** Start of Entries provided **
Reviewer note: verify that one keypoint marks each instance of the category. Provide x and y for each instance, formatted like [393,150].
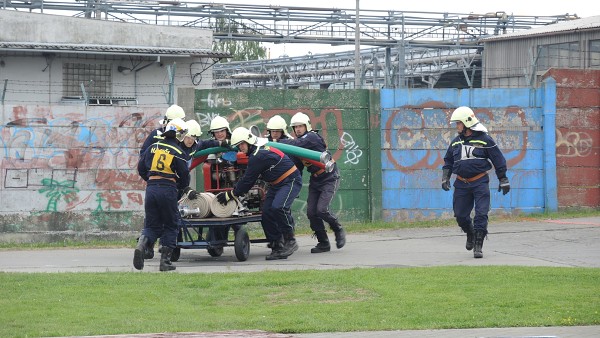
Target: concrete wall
[577,137]
[416,133]
[47,28]
[32,77]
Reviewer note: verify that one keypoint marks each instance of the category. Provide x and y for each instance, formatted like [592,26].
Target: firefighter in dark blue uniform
[173,112]
[277,129]
[470,156]
[322,186]
[272,166]
[163,166]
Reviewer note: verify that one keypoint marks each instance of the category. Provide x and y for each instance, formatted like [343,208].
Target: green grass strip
[65,304]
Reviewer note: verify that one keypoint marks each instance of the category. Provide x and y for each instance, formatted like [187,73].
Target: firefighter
[163,166]
[272,166]
[470,156]
[277,129]
[173,112]
[322,186]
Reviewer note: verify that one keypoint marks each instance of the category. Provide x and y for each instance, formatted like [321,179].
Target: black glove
[190,193]
[504,185]
[446,173]
[225,196]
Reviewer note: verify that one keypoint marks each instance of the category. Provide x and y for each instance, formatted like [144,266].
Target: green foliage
[240,50]
[65,304]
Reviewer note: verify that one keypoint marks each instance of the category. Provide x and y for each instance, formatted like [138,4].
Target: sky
[581,8]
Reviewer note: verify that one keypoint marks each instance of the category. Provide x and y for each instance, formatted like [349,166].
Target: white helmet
[173,112]
[219,123]
[276,123]
[193,128]
[176,128]
[301,119]
[242,134]
[467,117]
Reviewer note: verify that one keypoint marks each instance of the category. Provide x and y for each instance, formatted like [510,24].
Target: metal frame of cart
[192,235]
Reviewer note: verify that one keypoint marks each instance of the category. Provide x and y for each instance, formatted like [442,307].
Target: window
[96,79]
[595,53]
[560,55]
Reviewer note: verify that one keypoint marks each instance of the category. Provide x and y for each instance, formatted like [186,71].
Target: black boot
[276,251]
[323,245]
[165,259]
[138,254]
[149,251]
[289,244]
[340,237]
[470,238]
[479,237]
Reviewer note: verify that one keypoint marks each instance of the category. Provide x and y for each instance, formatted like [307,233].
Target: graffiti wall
[72,167]
[416,134]
[343,118]
[577,137]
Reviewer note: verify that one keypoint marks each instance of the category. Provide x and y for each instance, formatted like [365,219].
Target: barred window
[560,55]
[96,79]
[595,53]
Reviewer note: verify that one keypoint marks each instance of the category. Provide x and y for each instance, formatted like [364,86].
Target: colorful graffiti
[55,191]
[573,144]
[425,127]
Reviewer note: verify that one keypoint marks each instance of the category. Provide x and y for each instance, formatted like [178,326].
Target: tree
[240,50]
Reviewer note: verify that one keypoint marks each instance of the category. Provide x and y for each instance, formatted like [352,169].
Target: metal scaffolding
[406,48]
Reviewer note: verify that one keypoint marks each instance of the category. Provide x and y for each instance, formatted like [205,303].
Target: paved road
[563,243]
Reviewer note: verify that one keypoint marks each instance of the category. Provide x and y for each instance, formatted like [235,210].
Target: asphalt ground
[560,243]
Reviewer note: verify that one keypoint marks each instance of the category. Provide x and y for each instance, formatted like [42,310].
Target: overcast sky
[581,8]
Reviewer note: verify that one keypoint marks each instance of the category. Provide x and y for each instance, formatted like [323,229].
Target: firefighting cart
[215,230]
[202,229]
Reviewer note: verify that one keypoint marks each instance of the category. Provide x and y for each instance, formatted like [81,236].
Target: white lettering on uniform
[466,152]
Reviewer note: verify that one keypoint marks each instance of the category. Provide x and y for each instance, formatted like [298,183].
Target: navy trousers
[162,213]
[319,198]
[276,211]
[468,195]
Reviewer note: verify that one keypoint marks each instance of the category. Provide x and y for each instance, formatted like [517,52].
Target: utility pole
[357,49]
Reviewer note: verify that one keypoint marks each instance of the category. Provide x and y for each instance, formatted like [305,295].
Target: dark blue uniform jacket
[166,159]
[313,141]
[472,155]
[268,164]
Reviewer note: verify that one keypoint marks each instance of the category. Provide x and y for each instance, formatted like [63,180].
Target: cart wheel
[175,254]
[242,244]
[215,252]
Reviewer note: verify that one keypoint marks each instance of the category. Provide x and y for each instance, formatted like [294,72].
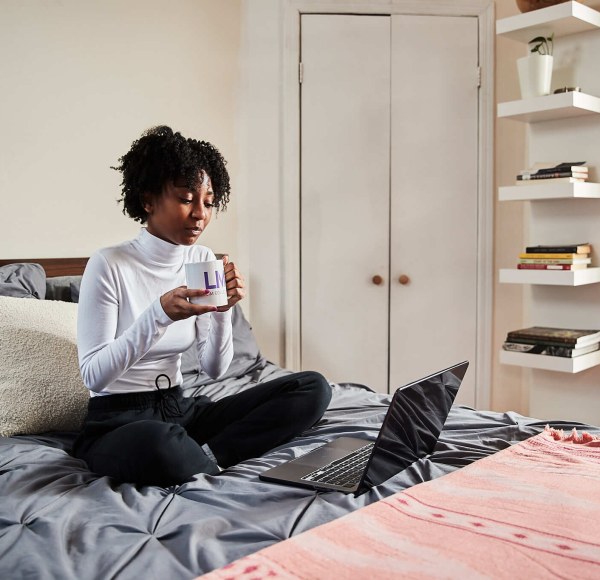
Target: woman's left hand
[234,282]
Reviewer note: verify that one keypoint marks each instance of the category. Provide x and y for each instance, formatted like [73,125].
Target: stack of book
[556,257]
[563,342]
[567,171]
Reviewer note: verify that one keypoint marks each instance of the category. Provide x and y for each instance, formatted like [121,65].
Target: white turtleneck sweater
[124,337]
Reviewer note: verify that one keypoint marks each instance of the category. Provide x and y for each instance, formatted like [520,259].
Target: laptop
[410,431]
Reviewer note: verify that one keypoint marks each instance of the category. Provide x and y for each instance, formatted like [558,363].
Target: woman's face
[179,215]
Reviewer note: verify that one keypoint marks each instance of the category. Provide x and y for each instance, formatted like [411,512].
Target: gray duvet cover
[59,521]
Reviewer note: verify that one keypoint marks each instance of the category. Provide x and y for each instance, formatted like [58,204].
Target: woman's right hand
[177,307]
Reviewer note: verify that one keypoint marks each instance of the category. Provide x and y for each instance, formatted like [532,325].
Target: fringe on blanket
[584,438]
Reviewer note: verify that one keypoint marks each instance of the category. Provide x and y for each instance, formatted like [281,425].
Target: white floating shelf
[545,189]
[560,19]
[550,107]
[551,363]
[550,277]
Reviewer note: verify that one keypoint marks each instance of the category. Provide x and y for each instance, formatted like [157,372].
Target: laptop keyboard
[346,471]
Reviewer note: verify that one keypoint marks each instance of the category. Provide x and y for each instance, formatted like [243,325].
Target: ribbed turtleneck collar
[158,251]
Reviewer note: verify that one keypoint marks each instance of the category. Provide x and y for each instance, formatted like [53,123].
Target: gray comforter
[59,521]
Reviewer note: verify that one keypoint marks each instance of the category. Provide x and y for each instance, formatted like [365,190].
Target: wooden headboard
[55,266]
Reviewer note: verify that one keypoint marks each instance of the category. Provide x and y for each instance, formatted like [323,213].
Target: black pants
[155,438]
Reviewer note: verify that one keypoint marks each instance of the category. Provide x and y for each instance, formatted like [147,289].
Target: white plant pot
[535,75]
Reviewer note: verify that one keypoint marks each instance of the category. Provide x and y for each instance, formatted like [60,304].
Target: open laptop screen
[413,424]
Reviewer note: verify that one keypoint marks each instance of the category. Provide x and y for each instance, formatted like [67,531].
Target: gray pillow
[64,288]
[23,280]
[246,354]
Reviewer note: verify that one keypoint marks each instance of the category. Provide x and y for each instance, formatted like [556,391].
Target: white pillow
[40,385]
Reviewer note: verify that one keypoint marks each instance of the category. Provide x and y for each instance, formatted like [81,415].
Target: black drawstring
[167,401]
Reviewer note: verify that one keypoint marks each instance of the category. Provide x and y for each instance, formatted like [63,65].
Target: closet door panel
[434,191]
[345,133]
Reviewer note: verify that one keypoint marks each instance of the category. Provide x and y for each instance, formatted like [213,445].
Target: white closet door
[345,132]
[434,197]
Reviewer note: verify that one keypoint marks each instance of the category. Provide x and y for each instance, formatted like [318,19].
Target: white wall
[508,391]
[81,79]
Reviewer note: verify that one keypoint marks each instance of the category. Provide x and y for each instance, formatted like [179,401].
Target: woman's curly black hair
[161,155]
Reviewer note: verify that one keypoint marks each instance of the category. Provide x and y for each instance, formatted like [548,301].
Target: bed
[59,520]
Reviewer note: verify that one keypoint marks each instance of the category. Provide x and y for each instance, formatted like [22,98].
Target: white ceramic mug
[207,276]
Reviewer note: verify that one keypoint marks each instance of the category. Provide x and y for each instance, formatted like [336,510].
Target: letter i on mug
[207,276]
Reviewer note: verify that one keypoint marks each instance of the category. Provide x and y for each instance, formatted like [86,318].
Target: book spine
[555,250]
[532,341]
[556,340]
[544,349]
[553,175]
[549,266]
[551,256]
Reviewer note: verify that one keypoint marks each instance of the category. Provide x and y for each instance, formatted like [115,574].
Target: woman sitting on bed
[135,320]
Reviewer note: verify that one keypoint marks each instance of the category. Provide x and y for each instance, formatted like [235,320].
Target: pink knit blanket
[529,511]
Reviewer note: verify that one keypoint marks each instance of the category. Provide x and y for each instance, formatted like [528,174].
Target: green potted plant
[535,69]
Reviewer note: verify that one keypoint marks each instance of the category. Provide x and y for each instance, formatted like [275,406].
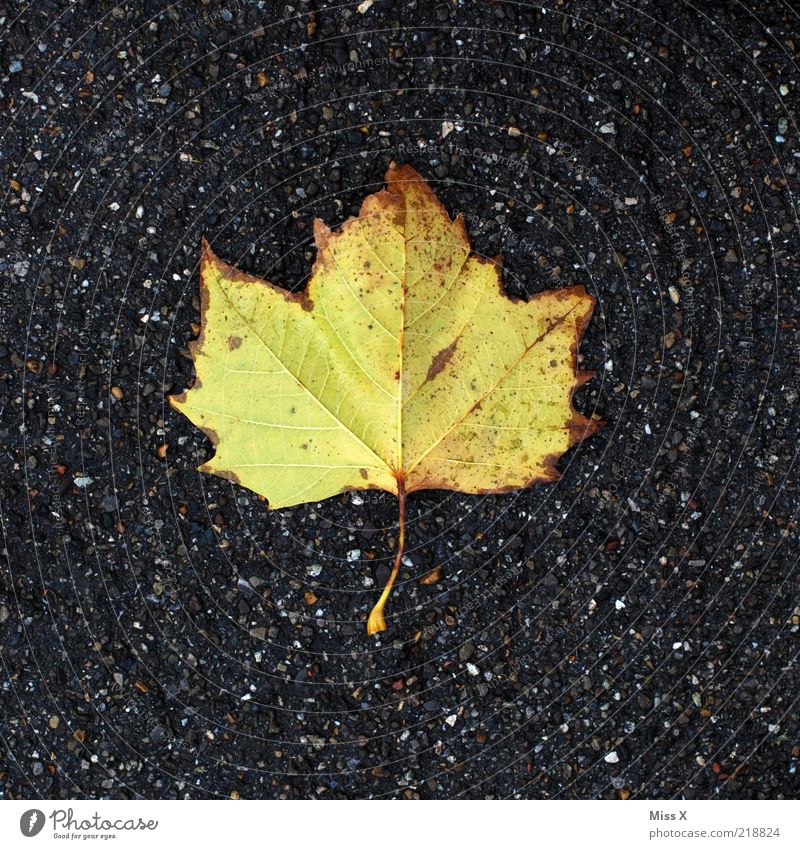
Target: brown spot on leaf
[441,360]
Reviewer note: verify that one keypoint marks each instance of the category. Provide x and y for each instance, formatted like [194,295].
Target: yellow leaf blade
[403,366]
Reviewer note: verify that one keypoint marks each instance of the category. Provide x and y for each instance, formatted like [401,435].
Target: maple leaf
[402,366]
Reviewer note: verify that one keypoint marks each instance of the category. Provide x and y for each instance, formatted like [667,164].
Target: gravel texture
[629,631]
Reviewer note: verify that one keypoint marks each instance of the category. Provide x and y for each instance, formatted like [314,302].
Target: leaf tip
[376,623]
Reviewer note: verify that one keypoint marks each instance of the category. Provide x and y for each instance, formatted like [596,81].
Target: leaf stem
[376,622]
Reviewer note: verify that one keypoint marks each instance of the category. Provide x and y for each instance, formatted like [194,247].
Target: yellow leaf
[402,366]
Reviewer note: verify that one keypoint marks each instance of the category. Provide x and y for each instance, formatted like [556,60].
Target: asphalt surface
[627,632]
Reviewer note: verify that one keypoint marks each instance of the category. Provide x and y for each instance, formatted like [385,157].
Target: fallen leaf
[402,366]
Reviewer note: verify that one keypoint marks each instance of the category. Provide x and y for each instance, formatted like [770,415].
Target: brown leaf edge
[580,427]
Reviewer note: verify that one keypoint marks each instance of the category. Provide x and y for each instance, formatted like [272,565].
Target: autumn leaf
[402,366]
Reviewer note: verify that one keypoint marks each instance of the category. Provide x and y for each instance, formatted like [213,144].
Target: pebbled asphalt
[627,632]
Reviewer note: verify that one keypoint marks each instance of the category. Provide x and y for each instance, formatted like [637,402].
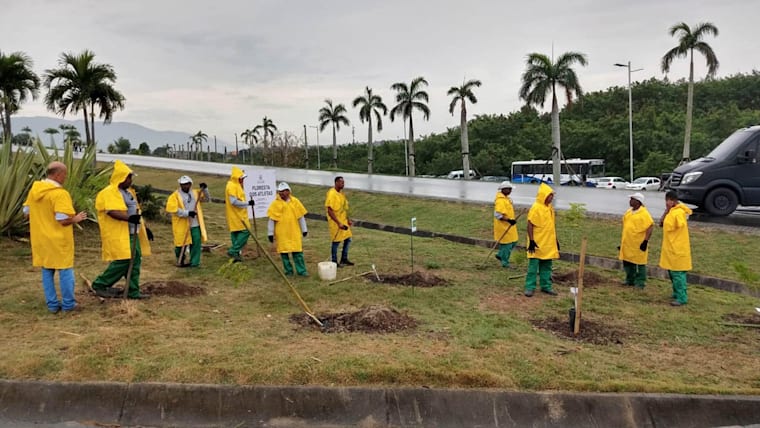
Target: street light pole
[630,114]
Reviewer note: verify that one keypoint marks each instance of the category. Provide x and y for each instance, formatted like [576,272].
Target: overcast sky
[220,66]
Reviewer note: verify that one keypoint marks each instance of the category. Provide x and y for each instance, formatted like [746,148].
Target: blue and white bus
[572,172]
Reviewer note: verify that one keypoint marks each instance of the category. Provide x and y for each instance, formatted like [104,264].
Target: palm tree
[335,115]
[461,94]
[267,127]
[82,84]
[17,83]
[370,104]
[690,39]
[543,76]
[409,98]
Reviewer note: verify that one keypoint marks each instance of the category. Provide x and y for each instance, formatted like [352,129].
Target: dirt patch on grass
[590,279]
[591,331]
[368,319]
[417,279]
[172,289]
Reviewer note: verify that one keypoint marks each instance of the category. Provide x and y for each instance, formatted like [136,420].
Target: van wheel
[721,201]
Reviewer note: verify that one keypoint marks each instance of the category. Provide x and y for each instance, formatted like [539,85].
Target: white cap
[638,196]
[505,185]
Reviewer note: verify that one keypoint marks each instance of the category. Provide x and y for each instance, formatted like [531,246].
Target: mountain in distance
[107,134]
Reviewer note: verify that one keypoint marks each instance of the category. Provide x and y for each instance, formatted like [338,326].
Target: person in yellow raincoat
[504,230]
[287,227]
[338,222]
[236,210]
[51,214]
[123,235]
[188,225]
[634,241]
[543,245]
[675,255]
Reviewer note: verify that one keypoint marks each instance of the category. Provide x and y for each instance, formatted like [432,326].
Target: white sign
[261,185]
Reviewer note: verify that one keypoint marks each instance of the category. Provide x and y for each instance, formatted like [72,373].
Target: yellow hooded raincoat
[676,248]
[339,204]
[503,205]
[114,234]
[635,225]
[181,225]
[541,216]
[52,243]
[237,218]
[287,231]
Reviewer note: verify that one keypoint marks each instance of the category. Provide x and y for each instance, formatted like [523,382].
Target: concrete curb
[188,405]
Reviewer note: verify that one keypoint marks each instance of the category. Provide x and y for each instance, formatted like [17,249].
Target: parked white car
[644,183]
[611,182]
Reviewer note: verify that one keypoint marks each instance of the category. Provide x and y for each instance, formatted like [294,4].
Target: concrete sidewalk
[185,405]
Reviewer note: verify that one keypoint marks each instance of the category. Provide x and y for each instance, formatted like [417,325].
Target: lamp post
[630,113]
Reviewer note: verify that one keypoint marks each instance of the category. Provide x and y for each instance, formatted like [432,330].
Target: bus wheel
[721,201]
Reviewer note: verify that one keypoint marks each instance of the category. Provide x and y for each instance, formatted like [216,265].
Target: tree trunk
[370,158]
[689,106]
[556,150]
[465,142]
[411,147]
[335,148]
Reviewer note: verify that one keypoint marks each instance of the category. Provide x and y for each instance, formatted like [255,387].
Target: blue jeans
[66,279]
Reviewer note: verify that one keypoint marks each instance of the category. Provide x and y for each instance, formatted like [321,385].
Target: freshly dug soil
[417,279]
[171,289]
[368,319]
[591,331]
[590,279]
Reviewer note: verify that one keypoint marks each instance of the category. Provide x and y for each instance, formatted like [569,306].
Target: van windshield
[730,145]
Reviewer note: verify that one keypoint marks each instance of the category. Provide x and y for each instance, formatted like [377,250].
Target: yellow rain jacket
[339,204]
[503,205]
[635,225]
[114,234]
[237,217]
[52,243]
[181,225]
[541,216]
[287,230]
[676,248]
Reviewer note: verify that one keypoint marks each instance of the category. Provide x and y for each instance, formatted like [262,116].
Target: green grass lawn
[478,331]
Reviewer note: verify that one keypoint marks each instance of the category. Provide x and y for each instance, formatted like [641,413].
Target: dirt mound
[590,279]
[417,279]
[368,319]
[171,289]
[591,331]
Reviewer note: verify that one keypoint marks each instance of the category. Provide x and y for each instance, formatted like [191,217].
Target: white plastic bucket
[327,270]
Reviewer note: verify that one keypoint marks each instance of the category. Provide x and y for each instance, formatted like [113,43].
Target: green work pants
[542,269]
[297,260]
[239,239]
[635,274]
[118,269]
[505,252]
[195,248]
[678,278]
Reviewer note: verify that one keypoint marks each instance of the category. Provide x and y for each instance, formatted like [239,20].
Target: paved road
[603,201]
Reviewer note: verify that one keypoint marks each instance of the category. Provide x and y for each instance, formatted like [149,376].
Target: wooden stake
[579,297]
** End of Entries provided **
Exercise objective
Give back exactly the lines from the one containing "formatted like [321,385]." to the end of the material, both ends included.

Completed task
Reviewer note: verify that one keypoint marks each instance of the category. Provide x and y for each instance, formatted like [321,385].
Target: freshly dug soil
[417,279]
[171,289]
[368,319]
[591,331]
[590,279]
Reviewer note: verify that one keypoint marks each instance of the category. Provide x and y for each instance, formatted like [569,306].
Target: van windshield
[730,145]
Reviewer note: verify that one keypoint marks each instance of the category. Provide x and y for each instance, formatted like [377,250].
Target: yellow rain jacket
[339,204]
[503,205]
[635,225]
[114,234]
[237,217]
[52,243]
[181,225]
[541,216]
[287,230]
[676,248]
Reviewer note: verify that one keypoint marks each instance of the category. Provide x and y for each instance, formatted like [262,116].
Target: green grass lawn
[478,331]
Reviewer note: verify that one keypoint marks each instance of the category. Provide x and y for each instance, formatted like [641,413].
Target: dirt mound
[590,279]
[417,279]
[368,319]
[171,289]
[591,331]
Reviewer note: verify that one keypoint marks each instance of the category. Provide x and y for each instance, formatted like [191,217].
Target: white plastic bucket
[327,270]
Reviewer note: verify that one keypoint marks each instance of the category. Provide x and y for each instance, formatted like [113,43].
Target: green work pants
[542,269]
[297,260]
[239,239]
[635,274]
[118,269]
[505,252]
[195,248]
[678,278]
Reviewer note: verify that one keypoint marks each instance of the category. Provide x and y for each instance, formatted like [239,20].
Target: paved road
[603,201]
Reviewer note: verify that one keypoint marks each instance of the category. Provide x and y for each instance, formatted like [149,376].
Target: wooden stake
[579,297]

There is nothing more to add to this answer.